Directions for this task: Find every line in the data below that contains the word "plate", and copy each of those lines out in full.

Data shown:
+===+
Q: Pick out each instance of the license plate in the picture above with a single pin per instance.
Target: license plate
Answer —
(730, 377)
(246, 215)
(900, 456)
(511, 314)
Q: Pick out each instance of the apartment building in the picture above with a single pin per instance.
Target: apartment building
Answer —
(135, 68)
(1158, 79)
+===+
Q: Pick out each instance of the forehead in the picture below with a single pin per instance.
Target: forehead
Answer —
+===+
Solution:
Q: Pick out each instance of the license plate in the picture above with a single pin per instance.
Target: license plate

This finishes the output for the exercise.